Work instruction | From the entries below, return exactly the lines beginning at the one that contains "Exercise. Point out the concrete pillar" and ending at the one that contains "Exercise. Point out the grass", both of them included, and only those lines.

Natural language region descriptions:

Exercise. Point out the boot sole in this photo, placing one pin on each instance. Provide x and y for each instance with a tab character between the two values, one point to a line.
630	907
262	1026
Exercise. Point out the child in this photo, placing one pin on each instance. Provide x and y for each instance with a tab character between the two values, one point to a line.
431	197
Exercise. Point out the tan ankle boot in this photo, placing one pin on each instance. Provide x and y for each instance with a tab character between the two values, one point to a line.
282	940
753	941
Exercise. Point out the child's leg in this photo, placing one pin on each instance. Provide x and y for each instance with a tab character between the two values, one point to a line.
--
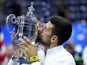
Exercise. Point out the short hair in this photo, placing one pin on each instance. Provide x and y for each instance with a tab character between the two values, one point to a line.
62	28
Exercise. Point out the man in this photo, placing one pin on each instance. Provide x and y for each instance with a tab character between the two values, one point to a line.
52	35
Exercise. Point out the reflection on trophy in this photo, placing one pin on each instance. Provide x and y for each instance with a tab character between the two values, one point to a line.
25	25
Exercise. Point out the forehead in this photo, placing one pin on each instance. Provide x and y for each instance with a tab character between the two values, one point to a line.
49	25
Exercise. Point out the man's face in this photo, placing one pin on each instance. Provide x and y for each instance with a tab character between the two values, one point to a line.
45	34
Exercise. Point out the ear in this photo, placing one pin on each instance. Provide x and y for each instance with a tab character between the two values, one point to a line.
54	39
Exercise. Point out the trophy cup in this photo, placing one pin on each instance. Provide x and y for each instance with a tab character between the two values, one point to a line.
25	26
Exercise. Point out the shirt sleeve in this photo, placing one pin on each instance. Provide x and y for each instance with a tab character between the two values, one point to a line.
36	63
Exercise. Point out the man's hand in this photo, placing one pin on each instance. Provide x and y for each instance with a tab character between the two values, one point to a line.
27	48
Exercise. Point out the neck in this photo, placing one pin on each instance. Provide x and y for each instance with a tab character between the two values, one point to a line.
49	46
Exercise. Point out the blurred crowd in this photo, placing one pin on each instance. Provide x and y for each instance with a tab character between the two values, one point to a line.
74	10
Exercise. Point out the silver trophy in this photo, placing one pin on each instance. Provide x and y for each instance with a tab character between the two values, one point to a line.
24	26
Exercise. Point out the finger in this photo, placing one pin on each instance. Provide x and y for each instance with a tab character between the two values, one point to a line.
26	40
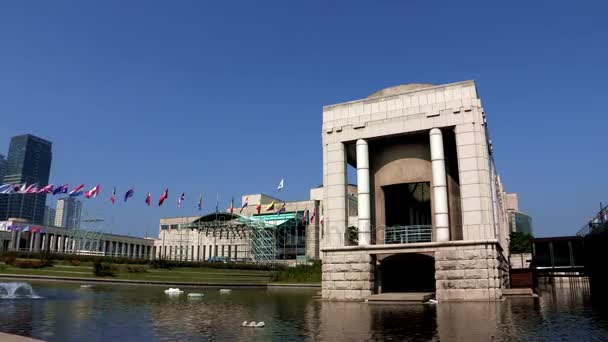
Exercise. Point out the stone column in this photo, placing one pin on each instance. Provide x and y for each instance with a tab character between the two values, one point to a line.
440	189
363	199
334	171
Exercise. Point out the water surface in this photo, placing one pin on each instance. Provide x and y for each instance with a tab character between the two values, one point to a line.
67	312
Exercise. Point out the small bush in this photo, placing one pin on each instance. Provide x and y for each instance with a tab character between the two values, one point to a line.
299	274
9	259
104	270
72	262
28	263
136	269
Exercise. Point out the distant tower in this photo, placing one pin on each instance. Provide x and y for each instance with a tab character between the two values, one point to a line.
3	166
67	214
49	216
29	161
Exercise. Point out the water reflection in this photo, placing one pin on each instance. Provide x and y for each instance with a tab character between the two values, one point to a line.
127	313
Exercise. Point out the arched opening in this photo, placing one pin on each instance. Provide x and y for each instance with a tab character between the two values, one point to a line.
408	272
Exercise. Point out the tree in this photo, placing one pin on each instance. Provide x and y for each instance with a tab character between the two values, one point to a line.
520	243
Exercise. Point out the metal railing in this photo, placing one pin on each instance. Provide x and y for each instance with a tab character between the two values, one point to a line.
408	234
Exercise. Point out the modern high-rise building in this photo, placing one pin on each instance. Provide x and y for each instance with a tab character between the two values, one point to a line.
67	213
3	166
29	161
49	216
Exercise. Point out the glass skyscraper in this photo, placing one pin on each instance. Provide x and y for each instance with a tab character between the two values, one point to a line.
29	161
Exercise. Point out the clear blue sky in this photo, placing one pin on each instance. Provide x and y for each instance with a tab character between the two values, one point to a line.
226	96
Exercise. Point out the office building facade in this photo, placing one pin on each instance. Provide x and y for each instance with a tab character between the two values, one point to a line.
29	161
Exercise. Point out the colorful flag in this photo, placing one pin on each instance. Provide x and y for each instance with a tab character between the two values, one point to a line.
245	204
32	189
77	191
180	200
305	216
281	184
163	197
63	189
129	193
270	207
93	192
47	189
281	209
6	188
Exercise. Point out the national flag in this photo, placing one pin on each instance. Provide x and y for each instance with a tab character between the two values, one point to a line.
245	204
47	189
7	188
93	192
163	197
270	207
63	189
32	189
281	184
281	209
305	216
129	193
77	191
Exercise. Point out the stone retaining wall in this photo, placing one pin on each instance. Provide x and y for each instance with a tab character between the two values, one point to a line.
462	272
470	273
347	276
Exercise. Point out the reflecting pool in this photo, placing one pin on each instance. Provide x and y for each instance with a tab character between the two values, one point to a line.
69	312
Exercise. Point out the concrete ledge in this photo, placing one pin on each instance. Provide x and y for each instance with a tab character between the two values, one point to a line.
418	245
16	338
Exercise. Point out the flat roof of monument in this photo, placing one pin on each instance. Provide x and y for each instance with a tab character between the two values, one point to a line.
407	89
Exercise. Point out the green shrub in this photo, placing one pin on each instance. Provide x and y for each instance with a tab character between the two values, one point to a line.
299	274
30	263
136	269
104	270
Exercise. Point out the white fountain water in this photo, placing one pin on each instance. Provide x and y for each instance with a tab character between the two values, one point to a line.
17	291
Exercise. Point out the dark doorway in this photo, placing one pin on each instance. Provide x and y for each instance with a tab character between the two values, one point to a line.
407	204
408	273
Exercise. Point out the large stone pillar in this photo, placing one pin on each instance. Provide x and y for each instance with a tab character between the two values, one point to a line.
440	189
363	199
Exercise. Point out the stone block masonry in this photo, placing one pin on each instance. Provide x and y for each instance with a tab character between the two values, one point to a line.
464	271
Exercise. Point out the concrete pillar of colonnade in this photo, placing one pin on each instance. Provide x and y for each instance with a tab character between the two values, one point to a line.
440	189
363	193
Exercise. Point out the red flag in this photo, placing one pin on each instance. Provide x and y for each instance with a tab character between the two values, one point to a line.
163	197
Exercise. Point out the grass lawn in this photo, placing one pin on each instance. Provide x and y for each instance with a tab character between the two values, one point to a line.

Answer to this problem |
Exercise. Point out the concrete pillar of colonnade in this photo, placing one pin on each instance. Provide x and y for each instance with a tab character between the two values, one point to a line.
440	189
363	193
Exercise. Point out the red flag in this photo, placing one pin on each instance. Provide x and y for each instance with a tab character between the two values, one point to a line.
163	197
Exercise. Point out the grass lawn in this photo, placing one pin on each instance. Provide x and y for each instance with a tab character between the two values, one point to a line.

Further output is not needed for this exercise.